• ASSIGNMENT
For every line in the data below that contains "milk", copy the line.

SUPPLIED RECORDS START

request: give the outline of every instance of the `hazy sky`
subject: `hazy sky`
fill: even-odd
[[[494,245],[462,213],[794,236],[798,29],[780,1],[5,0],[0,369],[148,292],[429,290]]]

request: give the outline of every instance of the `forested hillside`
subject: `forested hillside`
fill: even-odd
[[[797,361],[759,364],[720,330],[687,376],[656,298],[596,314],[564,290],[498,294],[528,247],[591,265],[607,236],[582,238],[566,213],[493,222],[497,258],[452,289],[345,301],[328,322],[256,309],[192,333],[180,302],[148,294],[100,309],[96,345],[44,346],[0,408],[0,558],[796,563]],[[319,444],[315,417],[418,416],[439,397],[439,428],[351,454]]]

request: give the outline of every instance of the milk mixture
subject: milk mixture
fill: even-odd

SUPPLIED RECORDS END

• EXERCISE SOLUTION
request: give the outline of every instance of the milk mixture
subject: milk mixture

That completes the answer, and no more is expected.